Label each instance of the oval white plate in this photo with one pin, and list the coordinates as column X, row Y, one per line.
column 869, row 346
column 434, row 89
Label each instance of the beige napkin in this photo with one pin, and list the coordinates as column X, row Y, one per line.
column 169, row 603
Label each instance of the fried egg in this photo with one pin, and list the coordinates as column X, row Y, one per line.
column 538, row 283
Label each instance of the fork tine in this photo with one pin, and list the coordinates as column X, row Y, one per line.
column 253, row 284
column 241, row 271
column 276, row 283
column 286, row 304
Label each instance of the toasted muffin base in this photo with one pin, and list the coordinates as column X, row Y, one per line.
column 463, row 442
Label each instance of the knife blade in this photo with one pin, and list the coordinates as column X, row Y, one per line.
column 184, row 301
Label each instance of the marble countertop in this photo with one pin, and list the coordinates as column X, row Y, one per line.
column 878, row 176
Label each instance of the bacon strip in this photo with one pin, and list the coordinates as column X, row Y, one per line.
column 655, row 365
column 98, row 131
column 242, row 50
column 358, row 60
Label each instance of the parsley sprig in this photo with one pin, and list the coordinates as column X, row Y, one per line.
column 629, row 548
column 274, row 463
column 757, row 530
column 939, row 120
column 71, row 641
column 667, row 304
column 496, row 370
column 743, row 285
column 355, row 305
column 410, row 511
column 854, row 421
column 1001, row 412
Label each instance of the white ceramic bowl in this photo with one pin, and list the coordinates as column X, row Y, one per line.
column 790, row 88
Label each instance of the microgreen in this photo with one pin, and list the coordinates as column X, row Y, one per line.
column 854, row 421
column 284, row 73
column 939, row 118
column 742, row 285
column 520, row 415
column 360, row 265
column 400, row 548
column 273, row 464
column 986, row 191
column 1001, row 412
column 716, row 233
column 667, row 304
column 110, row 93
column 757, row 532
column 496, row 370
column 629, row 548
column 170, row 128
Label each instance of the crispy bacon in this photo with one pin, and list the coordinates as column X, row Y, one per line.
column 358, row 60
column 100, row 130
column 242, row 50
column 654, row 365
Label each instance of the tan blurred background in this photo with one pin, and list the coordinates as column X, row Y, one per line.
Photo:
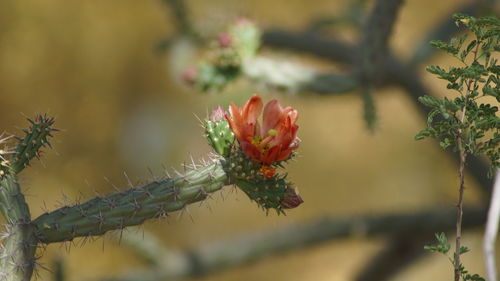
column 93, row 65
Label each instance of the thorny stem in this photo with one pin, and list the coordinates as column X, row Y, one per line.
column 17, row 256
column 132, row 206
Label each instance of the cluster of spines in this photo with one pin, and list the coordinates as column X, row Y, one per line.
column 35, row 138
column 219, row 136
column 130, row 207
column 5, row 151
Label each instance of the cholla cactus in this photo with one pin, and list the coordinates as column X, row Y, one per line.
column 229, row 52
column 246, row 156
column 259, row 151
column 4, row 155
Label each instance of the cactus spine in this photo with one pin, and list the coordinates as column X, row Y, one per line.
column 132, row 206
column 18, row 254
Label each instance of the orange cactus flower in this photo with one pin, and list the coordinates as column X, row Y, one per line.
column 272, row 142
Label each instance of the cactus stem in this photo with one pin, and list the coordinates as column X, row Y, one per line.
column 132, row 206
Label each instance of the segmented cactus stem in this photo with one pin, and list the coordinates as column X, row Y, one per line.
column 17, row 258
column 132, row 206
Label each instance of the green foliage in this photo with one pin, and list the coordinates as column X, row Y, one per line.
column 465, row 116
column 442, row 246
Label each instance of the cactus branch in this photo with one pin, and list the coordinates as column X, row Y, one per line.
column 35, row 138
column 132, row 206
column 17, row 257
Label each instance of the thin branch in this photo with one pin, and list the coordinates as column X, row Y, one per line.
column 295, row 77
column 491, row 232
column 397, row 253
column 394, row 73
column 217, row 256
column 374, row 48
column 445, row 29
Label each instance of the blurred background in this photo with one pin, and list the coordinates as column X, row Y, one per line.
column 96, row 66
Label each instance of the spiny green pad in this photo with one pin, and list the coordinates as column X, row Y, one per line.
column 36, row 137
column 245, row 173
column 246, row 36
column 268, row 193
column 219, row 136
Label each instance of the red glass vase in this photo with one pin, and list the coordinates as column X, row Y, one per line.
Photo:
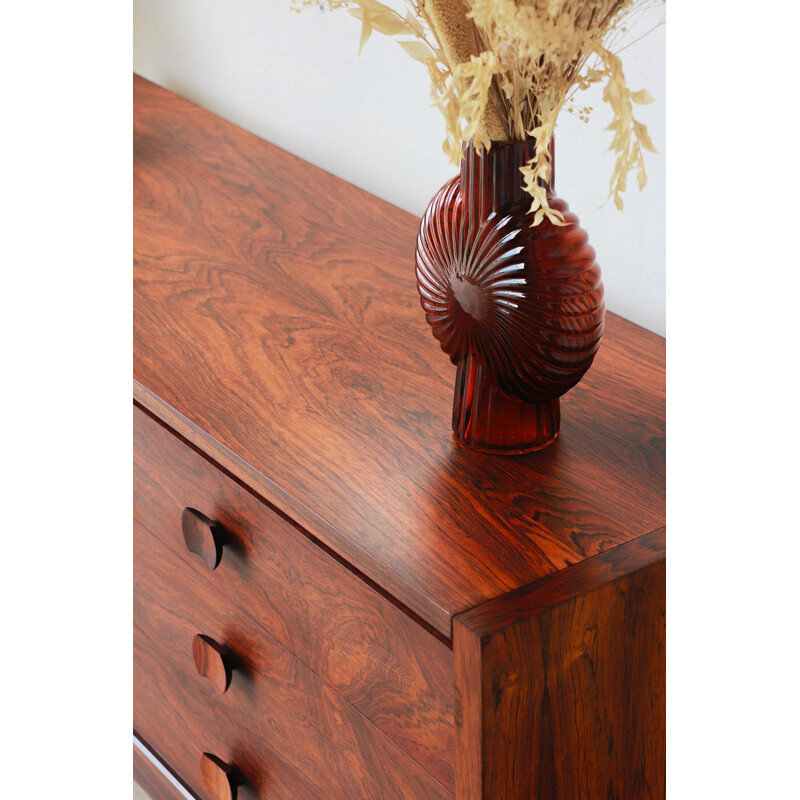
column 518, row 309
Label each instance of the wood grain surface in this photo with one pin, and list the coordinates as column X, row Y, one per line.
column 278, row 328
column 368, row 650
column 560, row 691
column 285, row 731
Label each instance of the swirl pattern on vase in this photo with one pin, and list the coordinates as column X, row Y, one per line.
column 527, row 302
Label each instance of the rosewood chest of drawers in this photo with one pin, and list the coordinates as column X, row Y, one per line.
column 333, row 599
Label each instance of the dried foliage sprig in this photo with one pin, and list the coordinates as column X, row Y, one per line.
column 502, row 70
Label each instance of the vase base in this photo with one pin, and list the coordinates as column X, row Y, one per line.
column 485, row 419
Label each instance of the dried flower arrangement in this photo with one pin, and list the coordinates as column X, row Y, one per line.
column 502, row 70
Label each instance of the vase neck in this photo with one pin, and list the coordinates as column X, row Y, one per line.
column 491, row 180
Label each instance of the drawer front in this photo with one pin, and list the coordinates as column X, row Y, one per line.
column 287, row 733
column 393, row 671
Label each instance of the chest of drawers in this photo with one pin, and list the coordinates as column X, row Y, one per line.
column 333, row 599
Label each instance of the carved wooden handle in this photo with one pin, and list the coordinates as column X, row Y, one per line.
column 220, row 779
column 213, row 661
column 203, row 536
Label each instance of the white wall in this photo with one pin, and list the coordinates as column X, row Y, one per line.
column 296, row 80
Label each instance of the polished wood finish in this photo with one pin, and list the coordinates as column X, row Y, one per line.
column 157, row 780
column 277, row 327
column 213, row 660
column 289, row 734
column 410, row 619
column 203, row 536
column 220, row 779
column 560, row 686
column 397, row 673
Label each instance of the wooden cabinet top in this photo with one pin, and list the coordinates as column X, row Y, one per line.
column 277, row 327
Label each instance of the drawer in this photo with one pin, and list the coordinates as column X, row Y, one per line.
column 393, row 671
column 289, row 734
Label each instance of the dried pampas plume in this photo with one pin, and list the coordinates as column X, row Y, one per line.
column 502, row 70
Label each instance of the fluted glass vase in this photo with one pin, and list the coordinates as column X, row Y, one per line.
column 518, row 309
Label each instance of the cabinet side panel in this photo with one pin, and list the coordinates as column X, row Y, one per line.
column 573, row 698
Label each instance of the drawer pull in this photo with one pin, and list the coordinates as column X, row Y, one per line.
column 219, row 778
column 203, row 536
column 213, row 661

...

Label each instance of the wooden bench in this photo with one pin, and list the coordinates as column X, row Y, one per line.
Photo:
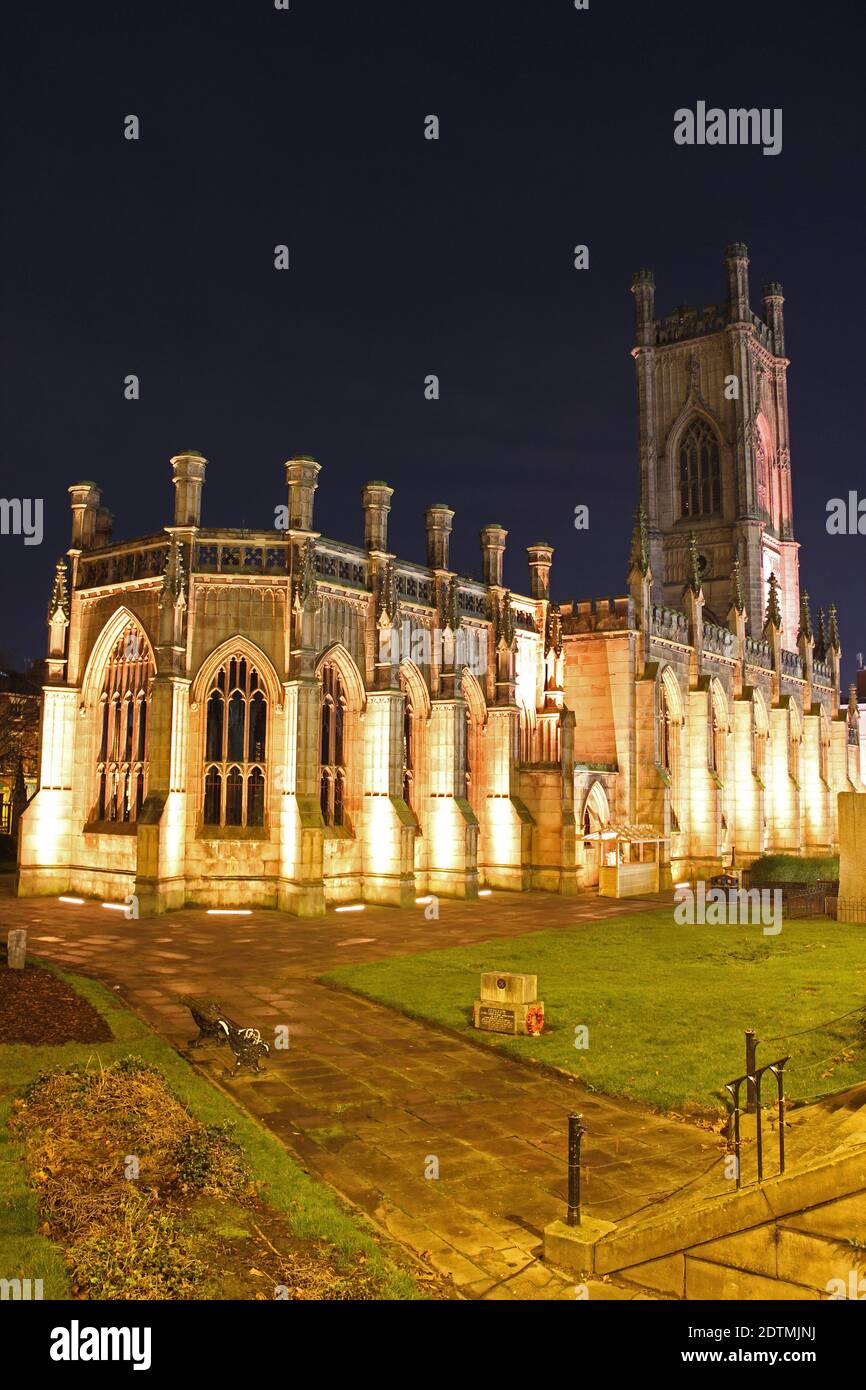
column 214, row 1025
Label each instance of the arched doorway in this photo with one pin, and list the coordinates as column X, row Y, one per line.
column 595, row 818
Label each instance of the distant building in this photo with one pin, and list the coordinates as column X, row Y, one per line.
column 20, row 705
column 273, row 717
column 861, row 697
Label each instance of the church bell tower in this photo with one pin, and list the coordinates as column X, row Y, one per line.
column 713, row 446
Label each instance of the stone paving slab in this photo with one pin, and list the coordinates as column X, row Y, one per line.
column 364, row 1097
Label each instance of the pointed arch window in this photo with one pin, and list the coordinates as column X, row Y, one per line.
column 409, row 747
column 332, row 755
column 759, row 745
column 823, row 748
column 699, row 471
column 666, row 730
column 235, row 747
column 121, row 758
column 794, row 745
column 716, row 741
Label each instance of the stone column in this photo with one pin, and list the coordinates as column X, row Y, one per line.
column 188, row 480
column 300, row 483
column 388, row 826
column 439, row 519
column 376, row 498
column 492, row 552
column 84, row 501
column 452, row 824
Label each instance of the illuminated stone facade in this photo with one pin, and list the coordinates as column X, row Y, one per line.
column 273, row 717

* * *

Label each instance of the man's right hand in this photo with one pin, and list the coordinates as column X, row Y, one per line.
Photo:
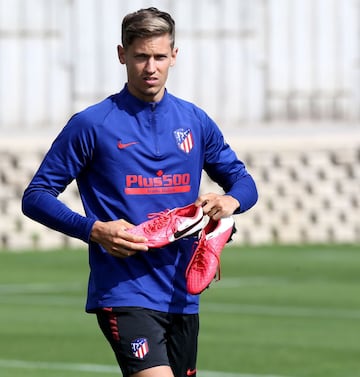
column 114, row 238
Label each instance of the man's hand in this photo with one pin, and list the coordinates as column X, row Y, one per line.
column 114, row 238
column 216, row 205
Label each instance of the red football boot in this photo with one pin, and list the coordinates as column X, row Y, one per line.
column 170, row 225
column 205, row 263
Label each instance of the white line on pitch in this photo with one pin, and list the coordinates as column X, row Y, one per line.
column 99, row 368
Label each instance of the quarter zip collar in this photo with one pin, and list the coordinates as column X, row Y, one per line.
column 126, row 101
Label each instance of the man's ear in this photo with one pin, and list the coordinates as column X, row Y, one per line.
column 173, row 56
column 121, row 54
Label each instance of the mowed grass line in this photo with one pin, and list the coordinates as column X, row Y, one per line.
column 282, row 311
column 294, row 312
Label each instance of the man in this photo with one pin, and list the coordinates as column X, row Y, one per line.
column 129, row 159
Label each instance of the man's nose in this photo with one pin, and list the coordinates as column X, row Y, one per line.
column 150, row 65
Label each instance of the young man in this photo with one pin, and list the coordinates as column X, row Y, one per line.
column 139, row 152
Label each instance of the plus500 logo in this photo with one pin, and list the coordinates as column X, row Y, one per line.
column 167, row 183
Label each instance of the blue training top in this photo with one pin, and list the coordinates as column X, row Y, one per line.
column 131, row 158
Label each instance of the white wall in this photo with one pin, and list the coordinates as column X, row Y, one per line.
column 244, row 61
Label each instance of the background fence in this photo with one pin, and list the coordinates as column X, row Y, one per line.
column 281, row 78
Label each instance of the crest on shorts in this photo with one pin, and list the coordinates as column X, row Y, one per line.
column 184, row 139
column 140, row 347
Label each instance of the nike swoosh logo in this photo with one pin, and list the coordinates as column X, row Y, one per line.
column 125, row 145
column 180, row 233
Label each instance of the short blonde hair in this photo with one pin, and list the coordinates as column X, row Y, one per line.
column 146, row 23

REQUIRED TASK
Can you repeat the lines between the one holding "Label each instance of the oval" and the one holding "column 434, row 89", inclusive, substituting "round dinner plate" for "oval white plate" and leaving everything else unchanged?

OUTPUT OF THE EXERCISE
Label each instance of the round dinner plate in this photo with one pin, and list the coordinates as column X, row Y, one per line.
column 869, row 346
column 434, row 89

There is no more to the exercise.